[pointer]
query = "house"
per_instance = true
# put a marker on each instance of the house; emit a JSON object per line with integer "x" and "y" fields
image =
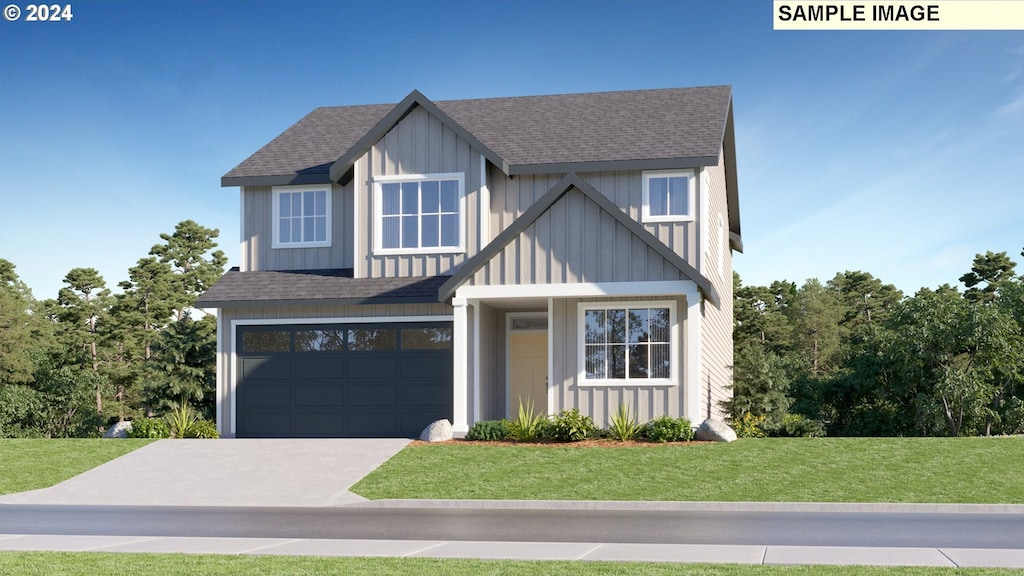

● ● ● ● ● ● ●

Goal → Put the listing above into a Markdown table with the columns "Row" and "Line," skipping blank lines and leaving out the pictures.

Result of the exercise →
| Row | Line |
|---|---|
| 1 | [pointer] |
| 2 | query = "house" |
| 3 | per_instance = true |
| 4 | # put a marker on each instance of the house; emit a JSON object per line with integer "x" and "y" fields |
| 5 | image = |